TAREFA A:
No texto sobre os monges, em que condição são todos convidados a participar nos momentos de oração?
TAREFA B:
Indique se cada afirmação está de acordo com o texto sobre os monges: (i) os monges organizam programas planeados para quem os visita; (ii) os monges preferem escutar a falar; (iii) segundo a metodologia dos monges, o caminho mais importante está dentro de cada pessoa. Justifique cada resposta com as palavras decisivas do texto.
TAREFA C:
Retome o texto sobre os monges a partir da última frase apresentada e dê-lhe continuação.

TEXTO EXTRAÍDO:
_ _ _ _ _ _ _
E eles aí estão: gostam de conversar, e conversam com quem os visita, mas não encharcam os ouvidos de quem os escuta; preferem até ser eles a escutar (e quanto poderíamos aprender com esta sabedoria, mesmo no âmbito da chamada «nova evangelização»). Os monges não têm «atividades» ou «programas» planeados para quem os visita, além de proporcionarem o silêncio, a beleza natural do espaço em que vivem e do qual cuidam, e os seus próprios momentos de oração – nos quais convidam todos a participar, mas sempre na condição de «cada um participar do modo que lhe parecer mais útil». A quem os procura, parece que insistem sobretudo na metodologia que eles próprios procuram viver: que cada pessoa tem dentro de si o caminho mais importante, e a voz mais necessária, «voz de um fino silêncio»; só precisa de a procurar, através das ferramentas do silêncio, da leitura, da escuta do outro, e dos ritmos quotidianos.
_ _ _ _ _ _ _
[Entradas de indicação e rotulagem]
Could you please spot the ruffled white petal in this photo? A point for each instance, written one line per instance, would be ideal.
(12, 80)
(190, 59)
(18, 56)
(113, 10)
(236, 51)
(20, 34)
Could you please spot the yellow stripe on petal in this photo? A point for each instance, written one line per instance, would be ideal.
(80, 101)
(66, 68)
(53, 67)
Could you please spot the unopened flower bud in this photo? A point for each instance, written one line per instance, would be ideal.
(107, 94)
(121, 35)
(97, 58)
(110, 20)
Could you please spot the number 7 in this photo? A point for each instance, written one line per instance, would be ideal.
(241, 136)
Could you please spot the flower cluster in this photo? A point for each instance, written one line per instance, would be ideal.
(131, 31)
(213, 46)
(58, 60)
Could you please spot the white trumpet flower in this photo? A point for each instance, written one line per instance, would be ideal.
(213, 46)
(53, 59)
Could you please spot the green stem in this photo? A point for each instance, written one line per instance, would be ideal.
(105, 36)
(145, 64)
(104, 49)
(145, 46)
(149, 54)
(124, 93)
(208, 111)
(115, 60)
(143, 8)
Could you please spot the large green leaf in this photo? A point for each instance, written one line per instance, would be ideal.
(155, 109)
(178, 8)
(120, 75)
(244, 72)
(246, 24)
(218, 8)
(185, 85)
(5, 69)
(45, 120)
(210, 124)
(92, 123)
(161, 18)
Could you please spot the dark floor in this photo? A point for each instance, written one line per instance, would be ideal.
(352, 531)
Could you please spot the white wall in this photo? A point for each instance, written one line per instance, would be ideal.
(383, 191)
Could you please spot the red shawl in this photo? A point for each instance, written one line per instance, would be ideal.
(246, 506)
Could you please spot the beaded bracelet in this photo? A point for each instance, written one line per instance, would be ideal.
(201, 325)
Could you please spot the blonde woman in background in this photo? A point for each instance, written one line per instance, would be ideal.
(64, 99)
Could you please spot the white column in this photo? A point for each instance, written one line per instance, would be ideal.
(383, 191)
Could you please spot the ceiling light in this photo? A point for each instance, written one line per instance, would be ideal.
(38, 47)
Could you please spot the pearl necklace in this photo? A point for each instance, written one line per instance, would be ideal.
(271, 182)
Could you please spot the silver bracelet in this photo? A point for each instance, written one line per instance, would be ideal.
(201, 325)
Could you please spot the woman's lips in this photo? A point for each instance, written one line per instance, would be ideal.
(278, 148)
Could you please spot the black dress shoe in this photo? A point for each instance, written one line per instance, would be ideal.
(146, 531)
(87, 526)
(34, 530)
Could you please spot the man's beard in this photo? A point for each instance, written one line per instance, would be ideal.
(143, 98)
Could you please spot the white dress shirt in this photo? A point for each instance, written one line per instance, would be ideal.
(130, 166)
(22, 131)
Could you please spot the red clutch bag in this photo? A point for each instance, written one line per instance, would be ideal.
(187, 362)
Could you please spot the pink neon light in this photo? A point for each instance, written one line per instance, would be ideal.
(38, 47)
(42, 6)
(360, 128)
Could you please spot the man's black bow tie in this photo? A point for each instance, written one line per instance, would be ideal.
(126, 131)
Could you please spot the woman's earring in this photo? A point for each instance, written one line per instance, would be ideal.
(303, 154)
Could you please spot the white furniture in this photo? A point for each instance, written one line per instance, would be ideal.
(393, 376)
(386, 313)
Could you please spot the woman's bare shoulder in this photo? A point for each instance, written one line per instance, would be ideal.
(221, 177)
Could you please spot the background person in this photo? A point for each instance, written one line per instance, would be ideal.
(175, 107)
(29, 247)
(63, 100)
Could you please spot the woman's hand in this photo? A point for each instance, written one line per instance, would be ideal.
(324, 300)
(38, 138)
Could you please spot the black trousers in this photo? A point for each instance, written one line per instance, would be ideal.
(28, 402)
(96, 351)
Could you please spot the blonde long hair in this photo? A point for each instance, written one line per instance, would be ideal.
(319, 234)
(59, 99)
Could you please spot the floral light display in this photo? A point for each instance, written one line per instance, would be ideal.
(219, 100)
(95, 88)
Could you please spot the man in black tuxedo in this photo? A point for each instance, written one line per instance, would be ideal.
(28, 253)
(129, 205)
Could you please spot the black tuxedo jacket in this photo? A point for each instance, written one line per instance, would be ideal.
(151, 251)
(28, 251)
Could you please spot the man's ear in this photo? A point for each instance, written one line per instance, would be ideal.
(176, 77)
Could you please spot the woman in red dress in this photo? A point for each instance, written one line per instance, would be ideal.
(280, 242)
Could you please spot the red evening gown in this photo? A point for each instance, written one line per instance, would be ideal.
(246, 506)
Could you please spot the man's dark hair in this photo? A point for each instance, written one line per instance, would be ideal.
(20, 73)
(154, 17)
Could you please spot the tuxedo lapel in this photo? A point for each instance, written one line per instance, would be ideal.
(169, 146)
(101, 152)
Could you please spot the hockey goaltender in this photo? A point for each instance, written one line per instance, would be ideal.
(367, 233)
_ _ _ _ _ _ _
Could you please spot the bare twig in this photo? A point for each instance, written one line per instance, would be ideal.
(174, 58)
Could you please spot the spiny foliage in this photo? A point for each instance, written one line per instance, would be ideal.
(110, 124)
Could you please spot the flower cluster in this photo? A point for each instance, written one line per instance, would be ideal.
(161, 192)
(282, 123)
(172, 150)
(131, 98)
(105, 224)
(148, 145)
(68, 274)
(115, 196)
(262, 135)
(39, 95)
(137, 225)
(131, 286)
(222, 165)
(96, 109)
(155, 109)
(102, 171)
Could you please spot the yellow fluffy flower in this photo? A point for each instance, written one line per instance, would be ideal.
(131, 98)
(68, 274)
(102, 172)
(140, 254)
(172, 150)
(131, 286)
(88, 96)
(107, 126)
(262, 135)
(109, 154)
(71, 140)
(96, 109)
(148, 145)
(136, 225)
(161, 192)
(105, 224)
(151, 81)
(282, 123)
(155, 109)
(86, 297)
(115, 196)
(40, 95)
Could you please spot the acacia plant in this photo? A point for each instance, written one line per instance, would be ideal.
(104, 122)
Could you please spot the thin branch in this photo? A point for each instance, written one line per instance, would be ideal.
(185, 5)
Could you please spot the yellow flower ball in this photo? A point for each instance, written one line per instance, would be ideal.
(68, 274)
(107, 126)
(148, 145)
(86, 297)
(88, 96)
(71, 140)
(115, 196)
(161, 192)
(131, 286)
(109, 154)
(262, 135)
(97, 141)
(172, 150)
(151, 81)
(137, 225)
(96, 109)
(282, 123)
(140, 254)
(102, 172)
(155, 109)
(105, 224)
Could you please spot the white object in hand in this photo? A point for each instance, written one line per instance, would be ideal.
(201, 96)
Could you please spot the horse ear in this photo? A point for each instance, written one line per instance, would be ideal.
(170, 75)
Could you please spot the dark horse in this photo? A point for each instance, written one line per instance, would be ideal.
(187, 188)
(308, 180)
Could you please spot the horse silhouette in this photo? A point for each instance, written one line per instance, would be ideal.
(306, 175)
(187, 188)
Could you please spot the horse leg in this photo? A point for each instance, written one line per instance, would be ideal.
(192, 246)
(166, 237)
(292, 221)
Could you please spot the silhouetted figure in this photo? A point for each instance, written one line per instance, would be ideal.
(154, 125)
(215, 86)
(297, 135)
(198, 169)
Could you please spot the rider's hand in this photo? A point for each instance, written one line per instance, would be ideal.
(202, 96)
_ _ _ _ _ _ _
RESULTADO DA TAREFA A:
Na condição de «cada um participar do modo que lhe parecer mais útil».

RESULTADO DA TAREFA B:
(i) Não: «Os monges não têm «atividades» ou «programas» planeados para quem os visita».
(ii) Sim: «preferem até ser eles a escutar».
(iii) Sim: «cada pessoa tem dentro de si o caminho mais importante».

RESULTADO DA TAREFA C:
Rui Pedro Vasconcelos
O seu ritmo diário de vida é bem menos rígido e exigente do que qualquer horário de trabalho numa moderna empresa – porque, nesta, os horários quase sempre não são respeitados, inundando as horas do dia-a-dia de um stress esgotante, de comunicações e estímulos permanentes. O monge, pelo contrário, sabe quando deve trabalhar, quando deve descansar, e quando deve escutar.
Vemo-los com o seu hábito nos momentos litúrgicos; mas, depois, quando recebem os peregrinos a caminho de Santiago de Compostela, quando vão à vila abastecer-se do que precisam e cumprimentar os vizinhos, ou quando estão na cozinha, a sua roupa é a mais comum possível. É também com essa roupa que recebem os familiares e amigos que os visitam, abraçando-os e beijando-os.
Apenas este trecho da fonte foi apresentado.